- RECORD SET:
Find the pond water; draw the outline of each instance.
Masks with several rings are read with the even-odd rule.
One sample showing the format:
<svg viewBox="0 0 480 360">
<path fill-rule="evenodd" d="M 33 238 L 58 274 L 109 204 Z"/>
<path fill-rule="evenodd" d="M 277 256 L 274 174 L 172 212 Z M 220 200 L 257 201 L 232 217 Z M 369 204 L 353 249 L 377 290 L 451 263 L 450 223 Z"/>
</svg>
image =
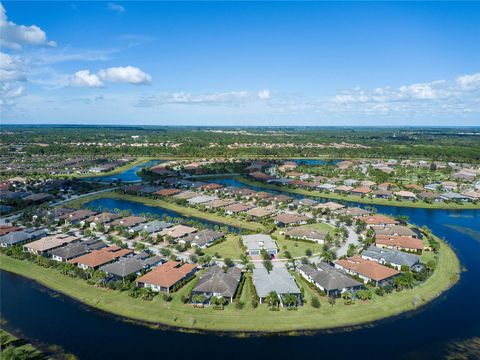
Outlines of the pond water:
<svg viewBox="0 0 480 360">
<path fill-rule="evenodd" d="M 231 179 L 223 181 L 232 185 Z M 119 203 L 105 204 L 122 208 Z M 132 209 L 132 204 L 128 206 Z M 30 280 L 5 272 L 1 273 L 1 316 L 8 321 L 7 328 L 19 329 L 26 339 L 59 344 L 80 359 L 159 358 L 166 353 L 181 358 L 242 360 L 439 359 L 445 357 L 452 342 L 480 336 L 480 211 L 373 207 L 407 215 L 411 222 L 428 226 L 451 244 L 466 269 L 452 289 L 424 308 L 374 326 L 251 338 L 154 330 L 53 296 Z M 138 211 L 153 212 L 142 207 Z"/>
<path fill-rule="evenodd" d="M 132 166 L 131 168 L 115 175 L 106 175 L 106 176 L 95 176 L 91 178 L 85 178 L 85 181 L 98 181 L 98 182 L 111 182 L 111 181 L 122 181 L 122 182 L 139 182 L 142 181 L 142 178 L 137 175 L 137 172 L 143 168 L 148 168 L 154 165 L 158 165 L 163 161 L 160 160 L 150 160 L 143 164 Z"/>
<path fill-rule="evenodd" d="M 200 219 L 196 217 L 188 217 L 182 214 L 179 214 L 173 210 L 164 209 L 158 206 L 149 206 L 142 204 L 136 201 L 130 200 L 122 200 L 122 199 L 111 199 L 111 198 L 101 198 L 89 201 L 83 205 L 84 208 L 93 208 L 98 210 L 105 210 L 109 212 L 113 212 L 115 209 L 123 210 L 130 210 L 133 215 L 139 214 L 155 214 L 158 215 L 160 218 L 164 216 L 169 216 L 172 218 L 180 218 L 184 220 L 193 220 L 199 223 L 204 224 L 209 228 L 215 228 L 216 226 L 225 226 L 223 224 L 216 223 L 214 221 L 208 221 L 205 219 Z M 239 232 L 241 229 L 237 227 L 228 226 L 229 231 L 232 232 Z"/>
</svg>

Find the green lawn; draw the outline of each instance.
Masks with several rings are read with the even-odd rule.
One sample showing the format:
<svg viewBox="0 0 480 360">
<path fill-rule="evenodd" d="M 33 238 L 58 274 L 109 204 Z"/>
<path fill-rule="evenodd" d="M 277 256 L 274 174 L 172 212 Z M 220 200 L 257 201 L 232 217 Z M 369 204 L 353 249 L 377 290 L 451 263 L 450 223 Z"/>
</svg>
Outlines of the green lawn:
<svg viewBox="0 0 480 360">
<path fill-rule="evenodd" d="M 212 213 L 207 213 L 205 211 L 201 211 L 198 209 L 195 209 L 193 207 L 188 207 L 188 206 L 181 206 L 175 203 L 171 203 L 165 200 L 160 200 L 160 199 L 151 199 L 147 197 L 141 197 L 141 196 L 135 196 L 135 195 L 128 195 L 128 194 L 121 194 L 117 192 L 104 192 L 100 194 L 95 194 L 92 196 L 86 196 L 81 199 L 76 199 L 72 200 L 71 202 L 68 202 L 66 204 L 62 204 L 62 206 L 70 206 L 70 207 L 76 207 L 80 208 L 83 204 L 90 202 L 95 199 L 101 199 L 101 198 L 110 198 L 110 199 L 121 199 L 121 200 L 128 200 L 128 201 L 134 201 L 134 202 L 139 202 L 145 205 L 149 206 L 157 206 L 161 207 L 164 209 L 172 210 L 177 213 L 179 213 L 181 216 L 186 216 L 186 217 L 195 217 L 198 219 L 205 219 L 209 221 L 213 221 L 219 224 L 223 225 L 229 225 L 229 226 L 234 226 L 234 227 L 240 227 L 243 229 L 247 230 L 264 230 L 265 227 L 262 224 L 253 222 L 253 221 L 245 221 L 245 220 L 240 220 L 240 219 L 235 219 L 230 216 L 220 216 L 217 214 L 212 214 Z"/>
<path fill-rule="evenodd" d="M 126 293 L 90 286 L 82 280 L 66 277 L 56 270 L 45 269 L 27 261 L 15 260 L 5 255 L 0 255 L 0 260 L 0 269 L 32 278 L 101 310 L 152 323 L 223 331 L 275 332 L 325 329 L 378 320 L 412 310 L 439 296 L 457 281 L 460 272 L 460 264 L 455 253 L 446 243 L 441 242 L 439 262 L 434 274 L 412 290 L 394 292 L 384 297 L 374 296 L 371 301 L 357 301 L 350 306 L 337 301 L 332 307 L 327 304 L 326 298 L 322 298 L 320 309 L 314 309 L 306 304 L 298 311 L 281 309 L 272 312 L 265 305 L 260 305 L 255 310 L 248 306 L 242 310 L 227 306 L 225 310 L 219 311 L 213 308 L 193 308 L 180 302 L 182 292 L 188 292 L 188 287 L 194 283 L 189 283 L 187 287 L 174 294 L 171 302 L 165 302 L 160 296 L 149 302 L 131 298 Z M 308 296 L 311 295 L 307 292 L 307 301 Z M 242 294 L 242 298 L 248 299 L 248 296 Z M 418 300 L 416 305 L 413 303 L 415 298 Z"/>
<path fill-rule="evenodd" d="M 325 230 L 325 231 L 333 231 L 334 227 L 325 224 L 325 223 L 315 223 L 304 225 L 312 229 L 316 230 Z M 302 257 L 305 256 L 305 251 L 310 249 L 313 254 L 321 253 L 323 250 L 323 246 L 314 242 L 310 241 L 301 241 L 295 239 L 287 239 L 285 235 L 281 235 L 280 233 L 285 231 L 284 229 L 277 230 L 273 233 L 273 236 L 276 238 L 278 248 L 280 249 L 280 257 L 285 258 L 285 251 L 288 251 L 292 257 Z"/>
<path fill-rule="evenodd" d="M 245 252 L 240 247 L 238 240 L 239 236 L 228 235 L 227 240 L 218 245 L 206 248 L 205 253 L 213 256 L 218 252 L 222 258 L 240 259 L 240 256 Z"/>
<path fill-rule="evenodd" d="M 260 181 L 254 181 L 251 179 L 247 179 L 245 177 L 235 177 L 236 180 L 251 186 L 257 186 L 264 189 L 271 189 L 276 191 L 283 191 L 286 193 L 293 193 L 293 194 L 300 194 L 305 196 L 313 196 L 313 197 L 320 197 L 332 200 L 344 200 L 344 201 L 351 201 L 351 202 L 358 202 L 363 204 L 376 204 L 376 205 L 389 205 L 389 206 L 401 206 L 401 207 L 411 207 L 411 208 L 425 208 L 425 209 L 480 209 L 480 204 L 472 204 L 472 203 L 465 203 L 465 204 L 455 204 L 455 203 L 444 203 L 444 202 L 437 202 L 437 203 L 426 203 L 423 201 L 398 201 L 398 200 L 388 200 L 388 199 L 377 199 L 377 198 L 368 198 L 368 197 L 361 197 L 355 195 L 340 195 L 333 192 L 320 192 L 316 190 L 306 190 L 302 188 L 289 188 L 287 186 L 281 185 L 272 185 L 272 184 L 265 184 Z"/>
</svg>

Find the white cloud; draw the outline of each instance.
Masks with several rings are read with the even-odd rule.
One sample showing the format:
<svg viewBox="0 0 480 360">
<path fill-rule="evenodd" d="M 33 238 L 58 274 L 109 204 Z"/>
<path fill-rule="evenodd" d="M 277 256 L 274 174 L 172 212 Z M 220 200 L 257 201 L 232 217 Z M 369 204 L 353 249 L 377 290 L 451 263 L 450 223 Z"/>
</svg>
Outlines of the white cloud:
<svg viewBox="0 0 480 360">
<path fill-rule="evenodd" d="M 152 77 L 137 67 L 111 67 L 105 70 L 100 70 L 98 76 L 108 82 L 123 82 L 134 85 L 149 84 Z"/>
<path fill-rule="evenodd" d="M 250 91 L 227 91 L 207 94 L 192 94 L 188 92 L 160 93 L 143 96 L 139 100 L 139 107 L 153 107 L 162 105 L 208 105 L 208 106 L 241 106 L 255 103 L 259 100 L 270 99 L 268 90 L 257 93 Z"/>
<path fill-rule="evenodd" d="M 476 90 L 480 88 L 480 73 L 462 75 L 456 81 L 463 90 Z"/>
<path fill-rule="evenodd" d="M 48 40 L 45 31 L 36 25 L 17 25 L 8 21 L 5 8 L 0 3 L 0 45 L 9 49 L 21 50 L 23 46 L 56 46 Z"/>
<path fill-rule="evenodd" d="M 70 81 L 72 86 L 102 87 L 103 83 L 96 74 L 91 74 L 89 70 L 77 71 Z"/>
<path fill-rule="evenodd" d="M 71 76 L 71 86 L 102 87 L 105 83 L 127 83 L 133 85 L 149 84 L 152 77 L 133 66 L 101 69 L 98 73 L 90 70 L 77 71 Z"/>
<path fill-rule="evenodd" d="M 24 64 L 19 56 L 0 52 L 0 81 L 25 81 Z"/>
<path fill-rule="evenodd" d="M 120 4 L 112 3 L 112 2 L 107 4 L 107 9 L 112 10 L 112 11 L 116 11 L 119 14 L 123 14 L 125 12 L 125 7 L 124 6 L 122 6 Z"/>
<path fill-rule="evenodd" d="M 270 99 L 270 90 L 263 89 L 258 92 L 258 97 L 262 100 Z"/>
</svg>

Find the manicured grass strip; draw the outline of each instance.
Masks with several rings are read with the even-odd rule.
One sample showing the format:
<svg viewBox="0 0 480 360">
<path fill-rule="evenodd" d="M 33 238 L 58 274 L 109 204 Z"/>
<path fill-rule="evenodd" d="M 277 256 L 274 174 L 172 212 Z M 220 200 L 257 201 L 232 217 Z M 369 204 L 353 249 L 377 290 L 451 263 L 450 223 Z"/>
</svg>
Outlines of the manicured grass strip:
<svg viewBox="0 0 480 360">
<path fill-rule="evenodd" d="M 320 309 L 306 305 L 297 311 L 269 311 L 266 305 L 253 310 L 247 301 L 247 306 L 242 310 L 231 305 L 221 311 L 212 307 L 197 309 L 176 299 L 181 296 L 182 290 L 173 295 L 171 302 L 165 302 L 161 296 L 149 302 L 131 298 L 126 293 L 96 288 L 83 280 L 61 275 L 56 270 L 5 255 L 0 255 L 0 269 L 29 277 L 87 305 L 127 318 L 201 330 L 278 332 L 356 325 L 397 315 L 427 303 L 452 286 L 460 272 L 460 263 L 453 250 L 444 242 L 440 244 L 434 274 L 411 290 L 393 292 L 383 297 L 375 295 L 370 301 L 357 301 L 348 306 L 342 301 L 330 306 L 322 297 Z M 187 290 L 184 288 L 184 291 Z M 242 294 L 246 300 L 244 296 Z"/>
<path fill-rule="evenodd" d="M 353 195 L 340 195 L 333 192 L 324 193 L 316 190 L 306 190 L 301 188 L 289 188 L 287 186 L 279 186 L 273 184 L 265 184 L 260 181 L 250 180 L 244 177 L 234 177 L 235 180 L 244 183 L 245 185 L 256 186 L 264 189 L 271 189 L 275 191 L 282 191 L 285 193 L 299 194 L 310 197 L 320 197 L 325 199 L 332 200 L 343 200 L 350 202 L 358 202 L 362 204 L 372 204 L 372 205 L 386 205 L 386 206 L 400 206 L 400 207 L 410 207 L 410 208 L 424 208 L 424 209 L 480 209 L 480 204 L 456 204 L 456 203 L 426 203 L 422 201 L 398 201 L 398 200 L 388 200 L 388 199 L 372 199 L 368 197 L 353 196 Z"/>
</svg>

- WHAT TO WORK ON:
Return the lines of the records from the line with "Find the green" up to and including the line with "Outlines of the green", copied exactly.

- RESULT OF THE EXERCISE:
Find the green lawn; draw the outline of each instance.
Masks with several rings are read with the even-odd rule.
One sample showing the format:
<svg viewBox="0 0 480 360">
<path fill-rule="evenodd" d="M 33 238 L 58 274 L 109 204 Z"/>
<path fill-rule="evenodd" d="M 277 256 L 274 174 L 172 212 Z M 220 200 L 257 201 L 232 217 Z M 369 204 L 353 249 L 377 290 L 451 263 L 450 223 Z"/>
</svg>
Outlines of the green lawn:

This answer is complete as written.